▶ **PROMPT**
Reproduce the data below word for word, starting at the line that contains "Could you please pick out the rustic" and ending at the final line of the data.

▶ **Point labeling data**

________

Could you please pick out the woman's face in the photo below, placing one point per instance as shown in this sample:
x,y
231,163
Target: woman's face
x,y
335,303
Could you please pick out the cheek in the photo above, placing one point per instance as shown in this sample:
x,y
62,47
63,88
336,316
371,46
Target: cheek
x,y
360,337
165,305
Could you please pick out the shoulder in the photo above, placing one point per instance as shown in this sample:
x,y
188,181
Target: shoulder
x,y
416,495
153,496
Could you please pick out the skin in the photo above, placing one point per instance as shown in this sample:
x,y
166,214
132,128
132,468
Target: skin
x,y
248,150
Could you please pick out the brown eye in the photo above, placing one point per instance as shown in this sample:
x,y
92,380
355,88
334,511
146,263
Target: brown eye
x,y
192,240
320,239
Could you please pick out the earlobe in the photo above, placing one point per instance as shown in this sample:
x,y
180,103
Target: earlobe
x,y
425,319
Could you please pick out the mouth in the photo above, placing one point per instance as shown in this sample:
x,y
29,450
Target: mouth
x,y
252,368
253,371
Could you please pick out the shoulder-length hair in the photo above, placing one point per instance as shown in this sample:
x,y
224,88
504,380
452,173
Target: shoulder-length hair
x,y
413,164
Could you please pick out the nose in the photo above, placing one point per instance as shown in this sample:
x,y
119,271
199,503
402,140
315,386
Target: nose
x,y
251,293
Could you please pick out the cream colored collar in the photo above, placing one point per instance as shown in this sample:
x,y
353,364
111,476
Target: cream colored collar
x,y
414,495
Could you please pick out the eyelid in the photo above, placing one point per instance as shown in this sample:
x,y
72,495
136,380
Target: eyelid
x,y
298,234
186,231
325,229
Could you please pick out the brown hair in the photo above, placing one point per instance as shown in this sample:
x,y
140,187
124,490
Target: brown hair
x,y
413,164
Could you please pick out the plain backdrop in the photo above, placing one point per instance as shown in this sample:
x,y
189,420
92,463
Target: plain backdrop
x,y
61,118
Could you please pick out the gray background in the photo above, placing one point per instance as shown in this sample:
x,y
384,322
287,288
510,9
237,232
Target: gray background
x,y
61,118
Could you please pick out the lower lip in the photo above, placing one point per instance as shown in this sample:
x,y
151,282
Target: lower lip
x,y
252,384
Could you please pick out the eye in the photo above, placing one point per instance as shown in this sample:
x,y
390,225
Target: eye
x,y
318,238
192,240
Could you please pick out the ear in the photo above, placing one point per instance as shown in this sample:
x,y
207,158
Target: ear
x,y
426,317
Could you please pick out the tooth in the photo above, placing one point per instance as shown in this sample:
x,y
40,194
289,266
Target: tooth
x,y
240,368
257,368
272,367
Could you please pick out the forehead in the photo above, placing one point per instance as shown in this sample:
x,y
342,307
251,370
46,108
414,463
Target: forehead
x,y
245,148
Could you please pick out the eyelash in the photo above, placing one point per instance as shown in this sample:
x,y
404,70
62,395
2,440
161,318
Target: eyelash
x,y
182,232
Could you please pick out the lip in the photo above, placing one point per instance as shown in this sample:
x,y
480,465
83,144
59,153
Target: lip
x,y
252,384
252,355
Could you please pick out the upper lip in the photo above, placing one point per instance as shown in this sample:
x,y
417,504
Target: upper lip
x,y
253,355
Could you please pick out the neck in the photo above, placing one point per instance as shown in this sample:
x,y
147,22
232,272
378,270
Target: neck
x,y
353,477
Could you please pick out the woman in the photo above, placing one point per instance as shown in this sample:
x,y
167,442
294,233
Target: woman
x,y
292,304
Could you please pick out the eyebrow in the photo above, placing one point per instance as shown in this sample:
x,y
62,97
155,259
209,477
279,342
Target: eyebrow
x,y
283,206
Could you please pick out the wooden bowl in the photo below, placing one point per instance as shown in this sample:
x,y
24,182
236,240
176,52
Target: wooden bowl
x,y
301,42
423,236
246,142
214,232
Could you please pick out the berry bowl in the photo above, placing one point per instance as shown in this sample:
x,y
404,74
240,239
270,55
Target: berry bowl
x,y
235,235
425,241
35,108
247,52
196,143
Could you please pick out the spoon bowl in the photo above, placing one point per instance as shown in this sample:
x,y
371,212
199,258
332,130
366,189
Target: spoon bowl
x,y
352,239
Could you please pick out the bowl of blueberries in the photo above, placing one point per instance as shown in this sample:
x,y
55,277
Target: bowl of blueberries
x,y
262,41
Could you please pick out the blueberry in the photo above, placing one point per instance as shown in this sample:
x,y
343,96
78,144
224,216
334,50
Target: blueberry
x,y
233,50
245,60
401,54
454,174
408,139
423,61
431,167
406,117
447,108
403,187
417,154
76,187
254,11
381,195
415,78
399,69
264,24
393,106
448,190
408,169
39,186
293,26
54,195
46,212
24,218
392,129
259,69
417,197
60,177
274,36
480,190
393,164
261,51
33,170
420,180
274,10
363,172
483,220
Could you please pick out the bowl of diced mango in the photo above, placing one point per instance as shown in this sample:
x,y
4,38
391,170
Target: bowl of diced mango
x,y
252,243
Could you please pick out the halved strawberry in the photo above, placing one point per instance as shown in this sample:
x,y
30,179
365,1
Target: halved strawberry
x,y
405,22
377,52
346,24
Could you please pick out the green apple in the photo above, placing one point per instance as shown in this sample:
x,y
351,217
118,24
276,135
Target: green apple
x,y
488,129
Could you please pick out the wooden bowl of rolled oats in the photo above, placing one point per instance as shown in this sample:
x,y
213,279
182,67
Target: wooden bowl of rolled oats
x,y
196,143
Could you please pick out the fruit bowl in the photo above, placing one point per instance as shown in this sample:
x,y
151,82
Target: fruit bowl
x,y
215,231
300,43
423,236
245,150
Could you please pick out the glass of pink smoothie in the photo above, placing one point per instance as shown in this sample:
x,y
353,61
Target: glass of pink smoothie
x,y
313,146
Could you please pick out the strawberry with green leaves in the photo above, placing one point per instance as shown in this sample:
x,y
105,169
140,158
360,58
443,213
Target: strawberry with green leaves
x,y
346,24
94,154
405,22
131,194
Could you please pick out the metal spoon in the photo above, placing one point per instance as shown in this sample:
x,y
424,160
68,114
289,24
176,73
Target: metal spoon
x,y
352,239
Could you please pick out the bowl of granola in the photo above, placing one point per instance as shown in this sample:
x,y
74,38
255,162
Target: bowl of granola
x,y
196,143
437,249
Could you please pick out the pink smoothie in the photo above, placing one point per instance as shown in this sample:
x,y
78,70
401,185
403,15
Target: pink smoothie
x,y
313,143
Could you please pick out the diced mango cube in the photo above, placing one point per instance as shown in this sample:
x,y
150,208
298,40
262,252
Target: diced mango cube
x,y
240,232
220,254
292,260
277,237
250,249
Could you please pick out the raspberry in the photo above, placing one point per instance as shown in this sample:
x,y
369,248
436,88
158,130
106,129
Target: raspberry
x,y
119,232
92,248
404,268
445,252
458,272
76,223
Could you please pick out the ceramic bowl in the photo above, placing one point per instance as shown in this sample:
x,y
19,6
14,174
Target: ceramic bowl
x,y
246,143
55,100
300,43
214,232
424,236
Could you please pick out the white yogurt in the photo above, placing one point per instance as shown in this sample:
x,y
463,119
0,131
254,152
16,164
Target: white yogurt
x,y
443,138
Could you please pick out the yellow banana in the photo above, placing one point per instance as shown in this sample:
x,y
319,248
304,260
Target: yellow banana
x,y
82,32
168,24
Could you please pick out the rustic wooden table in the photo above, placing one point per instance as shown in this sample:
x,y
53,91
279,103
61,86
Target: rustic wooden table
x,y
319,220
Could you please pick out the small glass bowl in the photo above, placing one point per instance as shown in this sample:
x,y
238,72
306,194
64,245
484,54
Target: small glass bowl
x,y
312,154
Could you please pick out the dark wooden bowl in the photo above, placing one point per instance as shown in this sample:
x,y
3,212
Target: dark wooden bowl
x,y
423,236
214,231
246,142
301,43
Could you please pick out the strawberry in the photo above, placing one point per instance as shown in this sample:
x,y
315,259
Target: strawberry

________

▶ **ANSWER FOR THIS EXERCISE**
Could you please pick out the rustic wooden table in the photo above, placing one point per instance as shown in this sample:
x,y
53,91
279,103
61,86
Target: rustic wooden table
x,y
319,220
Could you please pick out the small glass bowl in the photo above, placing one point per instance as shown in this sample:
x,y
238,72
306,194
64,245
484,54
Target: small glass bowl
x,y
312,154
Could you please pick out the dark wooden bowl in the photo above, placing one point per instance as shown in this sample:
x,y
3,212
Target: dark wooden bowl
x,y
423,236
214,231
246,142
301,43
Could you please pick out the strawberry in the photo above, placing one point per instance as shown in this sample:
x,y
315,259
Target: strawberry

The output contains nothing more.